■ ASSIGNMENT ■
Your task is to restate the listing word for word without the pictures.

== Segment start ==

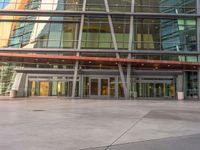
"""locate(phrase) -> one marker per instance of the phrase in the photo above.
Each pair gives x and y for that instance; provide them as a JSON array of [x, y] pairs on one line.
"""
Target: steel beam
[[78, 53], [99, 51], [116, 48], [96, 13]]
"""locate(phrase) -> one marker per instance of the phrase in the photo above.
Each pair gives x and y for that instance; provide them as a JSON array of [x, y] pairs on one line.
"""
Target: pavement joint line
[[166, 138], [134, 124]]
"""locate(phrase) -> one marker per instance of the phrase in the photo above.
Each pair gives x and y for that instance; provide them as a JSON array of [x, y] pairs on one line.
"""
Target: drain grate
[[38, 110]]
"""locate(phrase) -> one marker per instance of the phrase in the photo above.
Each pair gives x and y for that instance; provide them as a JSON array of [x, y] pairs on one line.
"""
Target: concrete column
[[180, 87], [76, 66], [199, 83], [130, 49], [198, 44]]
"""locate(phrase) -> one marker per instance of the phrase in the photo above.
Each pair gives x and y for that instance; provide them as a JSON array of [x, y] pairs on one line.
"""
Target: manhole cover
[[38, 110]]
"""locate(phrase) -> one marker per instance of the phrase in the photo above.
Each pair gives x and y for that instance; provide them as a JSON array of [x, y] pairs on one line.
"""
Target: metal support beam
[[116, 48], [76, 66], [130, 48]]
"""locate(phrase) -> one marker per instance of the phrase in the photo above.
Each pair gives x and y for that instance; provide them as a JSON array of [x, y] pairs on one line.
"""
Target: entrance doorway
[[99, 87], [53, 87], [44, 88], [155, 88]]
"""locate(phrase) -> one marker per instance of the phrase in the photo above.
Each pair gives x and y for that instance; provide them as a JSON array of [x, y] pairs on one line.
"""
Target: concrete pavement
[[60, 124]]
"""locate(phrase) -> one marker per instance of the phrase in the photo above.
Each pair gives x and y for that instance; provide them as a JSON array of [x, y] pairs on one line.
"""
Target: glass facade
[[153, 30]]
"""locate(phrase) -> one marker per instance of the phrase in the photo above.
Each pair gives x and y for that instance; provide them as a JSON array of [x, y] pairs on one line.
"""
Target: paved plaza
[[62, 124]]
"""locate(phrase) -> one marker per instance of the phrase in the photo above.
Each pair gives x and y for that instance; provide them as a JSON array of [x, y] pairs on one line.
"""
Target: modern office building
[[110, 49]]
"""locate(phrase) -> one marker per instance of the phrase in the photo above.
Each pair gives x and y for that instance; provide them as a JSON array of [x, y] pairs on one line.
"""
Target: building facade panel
[[157, 30]]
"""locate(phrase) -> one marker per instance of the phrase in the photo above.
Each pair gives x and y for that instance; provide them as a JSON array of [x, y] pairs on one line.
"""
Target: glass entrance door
[[94, 87], [99, 87], [44, 88], [104, 87]]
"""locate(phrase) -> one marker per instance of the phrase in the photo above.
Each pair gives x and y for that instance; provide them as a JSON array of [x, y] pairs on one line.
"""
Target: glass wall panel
[[96, 34], [167, 35], [191, 84], [166, 6]]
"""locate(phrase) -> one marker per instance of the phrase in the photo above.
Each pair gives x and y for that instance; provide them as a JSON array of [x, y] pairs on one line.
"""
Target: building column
[[198, 82], [130, 49], [76, 66], [180, 84], [198, 44], [116, 48]]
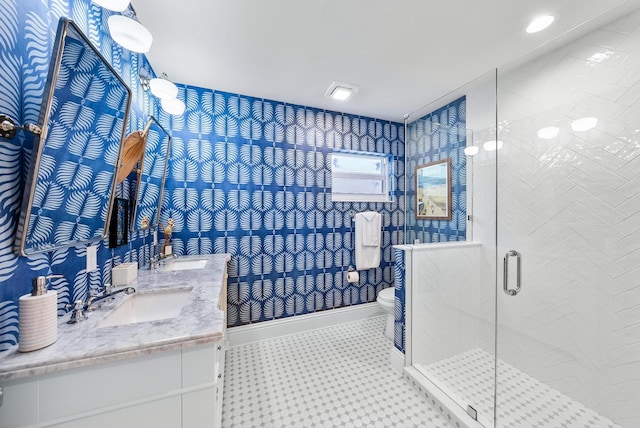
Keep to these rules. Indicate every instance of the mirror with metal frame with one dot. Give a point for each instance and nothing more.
(147, 195)
(71, 178)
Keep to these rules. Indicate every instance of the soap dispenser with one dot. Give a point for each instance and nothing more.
(38, 316)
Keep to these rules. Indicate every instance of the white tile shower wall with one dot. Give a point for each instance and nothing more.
(452, 301)
(571, 205)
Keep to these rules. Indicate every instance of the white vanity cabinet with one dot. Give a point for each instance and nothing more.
(167, 373)
(180, 388)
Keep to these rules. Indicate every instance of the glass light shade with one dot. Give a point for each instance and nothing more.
(540, 23)
(490, 146)
(130, 34)
(173, 106)
(471, 150)
(162, 88)
(584, 124)
(115, 5)
(548, 133)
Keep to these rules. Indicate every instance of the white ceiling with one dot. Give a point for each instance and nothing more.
(402, 54)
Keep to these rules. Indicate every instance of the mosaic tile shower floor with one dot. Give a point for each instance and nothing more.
(523, 401)
(332, 377)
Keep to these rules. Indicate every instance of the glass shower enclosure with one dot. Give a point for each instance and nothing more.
(535, 319)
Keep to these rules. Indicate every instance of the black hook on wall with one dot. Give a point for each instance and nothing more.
(8, 128)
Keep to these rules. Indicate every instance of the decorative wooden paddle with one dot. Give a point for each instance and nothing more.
(133, 152)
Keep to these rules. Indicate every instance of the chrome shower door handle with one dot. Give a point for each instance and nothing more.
(505, 270)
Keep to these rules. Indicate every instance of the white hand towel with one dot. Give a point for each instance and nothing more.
(371, 226)
(368, 229)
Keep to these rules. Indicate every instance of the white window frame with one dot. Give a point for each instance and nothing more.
(385, 176)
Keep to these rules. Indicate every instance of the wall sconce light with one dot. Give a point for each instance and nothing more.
(126, 31)
(165, 90)
(115, 5)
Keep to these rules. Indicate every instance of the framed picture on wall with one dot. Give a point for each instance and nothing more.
(433, 190)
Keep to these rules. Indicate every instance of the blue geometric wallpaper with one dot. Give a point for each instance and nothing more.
(436, 136)
(252, 177)
(27, 32)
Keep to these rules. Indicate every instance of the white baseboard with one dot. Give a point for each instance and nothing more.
(264, 330)
(396, 360)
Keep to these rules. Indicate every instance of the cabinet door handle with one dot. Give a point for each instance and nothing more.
(505, 273)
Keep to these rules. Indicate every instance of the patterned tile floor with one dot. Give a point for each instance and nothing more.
(523, 401)
(332, 377)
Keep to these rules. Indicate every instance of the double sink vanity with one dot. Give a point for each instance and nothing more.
(154, 357)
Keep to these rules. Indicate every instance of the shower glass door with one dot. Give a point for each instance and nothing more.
(568, 342)
(453, 298)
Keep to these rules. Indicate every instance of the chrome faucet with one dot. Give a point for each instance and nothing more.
(93, 299)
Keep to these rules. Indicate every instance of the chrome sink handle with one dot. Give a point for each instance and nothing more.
(78, 314)
(505, 273)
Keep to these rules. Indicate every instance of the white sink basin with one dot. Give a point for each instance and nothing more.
(151, 306)
(185, 264)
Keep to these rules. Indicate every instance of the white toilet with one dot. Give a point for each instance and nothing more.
(387, 298)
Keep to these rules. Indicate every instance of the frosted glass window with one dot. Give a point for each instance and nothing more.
(361, 177)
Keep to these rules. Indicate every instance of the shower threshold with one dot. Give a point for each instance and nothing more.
(523, 401)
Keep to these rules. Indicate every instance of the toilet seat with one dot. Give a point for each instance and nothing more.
(387, 295)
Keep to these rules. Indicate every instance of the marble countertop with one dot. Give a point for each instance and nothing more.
(201, 320)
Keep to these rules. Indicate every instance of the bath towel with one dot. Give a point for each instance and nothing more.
(368, 239)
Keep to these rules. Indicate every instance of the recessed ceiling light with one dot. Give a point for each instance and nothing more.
(548, 133)
(490, 146)
(540, 23)
(584, 124)
(340, 91)
(471, 150)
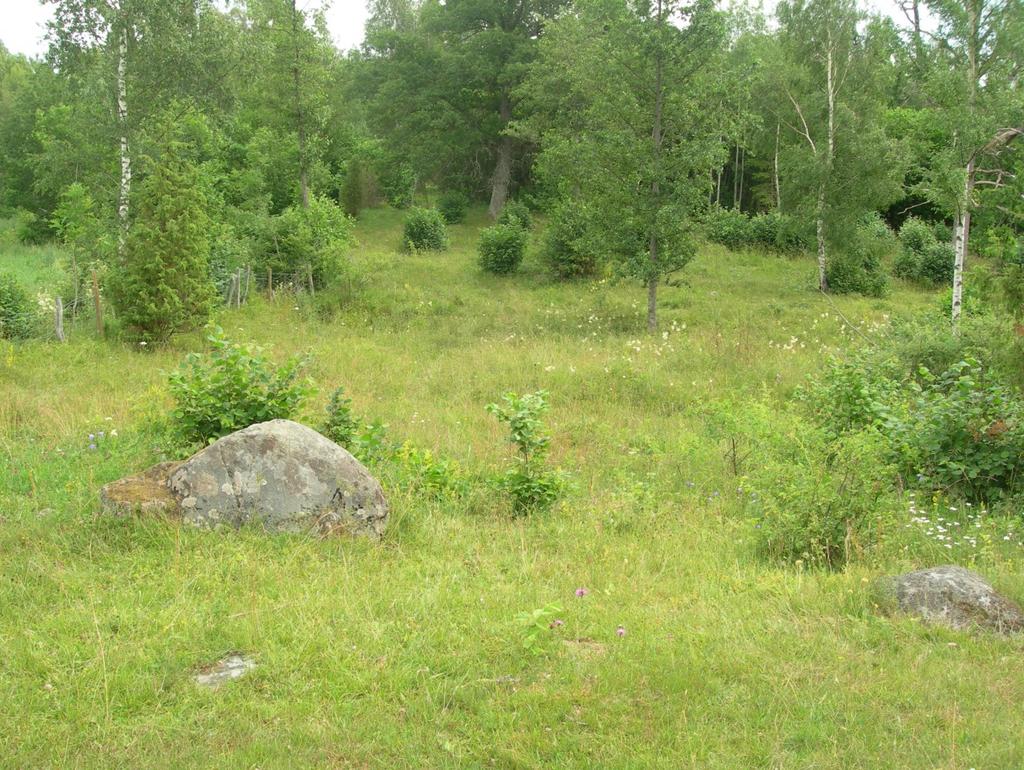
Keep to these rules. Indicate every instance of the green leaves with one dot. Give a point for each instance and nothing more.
(232, 387)
(529, 483)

== Segment end ==

■ RESULT OF THIS TASK ■
"""locate(phrase) -> one marker per instance of the phrase in the photo above.
Each pair gives x and y for that instance; provide them as a JSON array of [x, y] pairs on one line.
"""
Target: steel beam
[[78, 53], [99, 51], [116, 48], [96, 13]]
"""locate(phrase) -> one marker per instance of the phrase in the photo above.
Each pair gives x and y for that instance; provide them as a JSON array of [x, y] pairs on one line.
"""
Target: pavement joint line
[[166, 138], [134, 124]]
"""locate(phrase) -> one marker per instance of the phrase in the photo above.
Each pair gives x and y for that instance; provide them as a JSON array of [x, y] pairs on one line.
"""
Target: drain grate
[[38, 110]]
"""locate(phrase) -> one marker per instance of the phrase in the photo above.
Each pair gives x and y for that instance; provide them as a JSON array of [x, y] pairs on one line.
"""
Target: concrete column
[[180, 87], [76, 66], [199, 83], [130, 49], [198, 44]]
"""locate(phrase) -> one marker per instance of the phrase in the photo above.
Each pair gives x and y for that instance; provide them as a JSON array of [x, y] pairs on one line.
"""
Target: manhole cover
[[38, 110]]
"""locate(phrase) -> one marker per instance of the phrase in the photo above.
Each pair gives x and y for that instance; provide them as a JSON array of [x, y] pairs on one line.
"""
Target: metal support beam
[[116, 48], [76, 66], [130, 48]]
"""locate(phrase) -> one marker per instance of the phrase in the photo above.
Each pair gives x and y for that instance; provide them as a JSON array of [x, y] pairs on one line.
"""
Target: entrance doorway
[[99, 87], [53, 87], [44, 88], [155, 88]]
"""locate(phrase) -> one marker per instance of the phrase in the photo above.
Each pair gives x and y for that instance; provide them as a JSON array of [x, y] pairs on one line.
"""
Target: concrete pavement
[[60, 124]]
"""locate(phrase) -> one marker per instance of the phrase in the photo above.
Each pair gives x and y for that instance; provide them as a JSON array of [x, y] pairs on one line.
"""
Target: glass facade
[[153, 30]]
"""locate(phrase) -> one marker per instance of the phrase in the photo above.
Each pair gives x and y for that instance; provide them as a JSON array of [x, y] pairs on one line.
"""
Target: paved plaza
[[62, 124]]
"""locate(phrase) -> one marker per instance of the phrase in the photo above.
Each pair gives x and y for that instance; provide them as a JSON array of [x, y] pairs on one line.
"""
Target: modern office building
[[110, 49]]
"""locate(phrase) -> one marker per instance of the phrase in the photo above.
Each pair gives x and y for that instance; provide them as a JSON array of [x, y] pairs on one line.
"""
Target: building facade panel
[[157, 30]]
"""locate(phrase) -> one marker per instance of the phrase in the photo above.
Each pair gives x and y for that instance; provide them as a JSON array of [x, y] pairs on one line.
"""
Target: glass entrance door
[[94, 87], [99, 87], [44, 88], [104, 87]]
"""locate(phrase) -> one marker per instance of the phrase in the photo above.
Each pair gives x and y for that instance; provide them as a JSON array of [x, y] pairs on one line.
"""
Target: glass wall panel
[[96, 34], [167, 35], [191, 84], [166, 6]]
"""locate(phrase) -> one marker per instance of the phrase in the photo above.
Each pair gives x and y for that instance; provide them as a JSON array of [x, y] pairs on one line.
"""
Target: building column
[[198, 82], [130, 49], [76, 66], [180, 84], [198, 44], [116, 48]]
Keep to these rules. Indicate every instance of the mirror with metal frame with one dot. Give a point for each instance and nothing more.
(147, 195)
(71, 178)
Keep to these rules. Indicate every instance of the soap dispenser with one dot. Give a point for each instance and nothing more.
(38, 316)
Keep to these rules. Indicate every instance of the white tile shower wall with one dot. Give a point for each instance and nothing more.
(452, 301)
(571, 205)
Keep to these rules. Indicate every instance of the white vanity cabinet with one dot. Give a point for each instance and nothing more.
(167, 373)
(180, 388)
Keep to these rules. Indicate every instance of the glass light shade with one dot. Give a point for each instance and nothing more.
(540, 23)
(490, 146)
(130, 34)
(173, 106)
(471, 150)
(162, 88)
(584, 124)
(115, 5)
(548, 133)
Keep to these rules. Indicate every instance of the white ceiling with one dot. Give a point for each instance and nothing more.
(402, 54)
Keep to these rules. Indicate every instance of the mosaic tile shower floor with one dot. Give a point for each instance and nothing more.
(523, 401)
(332, 377)
Keep to these rules. Indicate every instance of the glass shower enclosure with one dot. Give a point for each instance and nothing more.
(535, 319)
Keep to these rules. Indicate every instance of the black hook on wall with one dot. Give a point for each instance and nothing more.
(8, 128)
Keep to these rules. Indicate every instance of the decorative wooden paddle with one dot. Give a point for each instance and nothing more.
(133, 152)
Keep to these rules. Indicate every instance of the chrome shower door handle with one dot. Give a point for each instance and nothing more.
(505, 270)
Keep to these rules. Indicate every instance of the white hand towel with one dot. Give a point for each instance and nothing more.
(371, 226)
(368, 229)
Keep to these rules. Indicate every instance of the white window frame with one dot. Give a point for each instance and nothing more.
(385, 176)
Keep to these rules. Indicate every instance of the wall sconce light with one dot. Give a point for each instance and nothing more.
(126, 31)
(165, 90)
(115, 5)
Keep to these rules. Indicate every instance of the framed picture on wall with one dot. Give a point for each instance and nothing more.
(433, 190)
Keep to these rules. Indicate every instance of the blue geometric wallpaper with one dot. Give a point for each instance and nothing more.
(436, 136)
(252, 177)
(27, 32)
Keep to these rules. Indicate every instance of the white baseboard with one dot. Give a point for each instance and nothing more.
(264, 330)
(396, 360)
Keep to these rules. Indicate every instance of the cabinet door handle with one dot. Give a point for each instance and nothing more.
(505, 273)
Keep to these rules. Indicate every instance of the patterned tile floor with one dot. Give a point for each instance and nothing more.
(523, 401)
(332, 377)
Keep to these rules. Indicate every instance of the double sink vanity with one dot. Give a point for each instance and nothing more.
(154, 357)
Keep to these rules. Indicate every instance of the shower glass door with one dot. Give a point for each instance and nothing more.
(568, 342)
(453, 298)
Keep to these rules. Indicate every instance of the chrome faucet with one dot. Give a point for each instance and nothing more.
(93, 299)
Keep to these rules. Indicate every instance of the chrome sink handle with one dot. Give a point for each instance and nothing more.
(78, 314)
(505, 273)
Keep to these rules. Indicate every instance of the white sink basin with one dot. Give a point for each instance and nothing more.
(151, 306)
(185, 264)
Keep to these rules. Indicate every instance of the white toilet with one dot. Give a point for each instance and nothing more.
(387, 298)
Keep to these rules. Indicate every instance of the frosted glass window with one dot. Give a point for each instance and nothing more.
(361, 177)
Keep to these rules. Indicate every instance of the shower threshold with one dot. Give a point for each instance and nothing more.
(523, 401)
Keep to these rules. Indicate every instance of the toilet seat with one dot. Give a point for each instance and nothing more.
(387, 295)
Keep to these rules. Indicate every instance of the marble countertop with one dot. Give a point for each instance and nothing more.
(201, 320)
Keep to these rules. Indicate every instance of the bath towel with one dot. Give a point for each instance and nothing more.
(368, 239)
Keep to these rules. Indicate every instance of the recessed ceiling light with one dot. Give a point for each instance and nothing more.
(548, 133)
(490, 146)
(540, 23)
(584, 124)
(340, 91)
(471, 150)
Keep to these rules. Indicate every instance of the green leaves with one dot. Give a point for each instance and nothing more.
(232, 387)
(529, 483)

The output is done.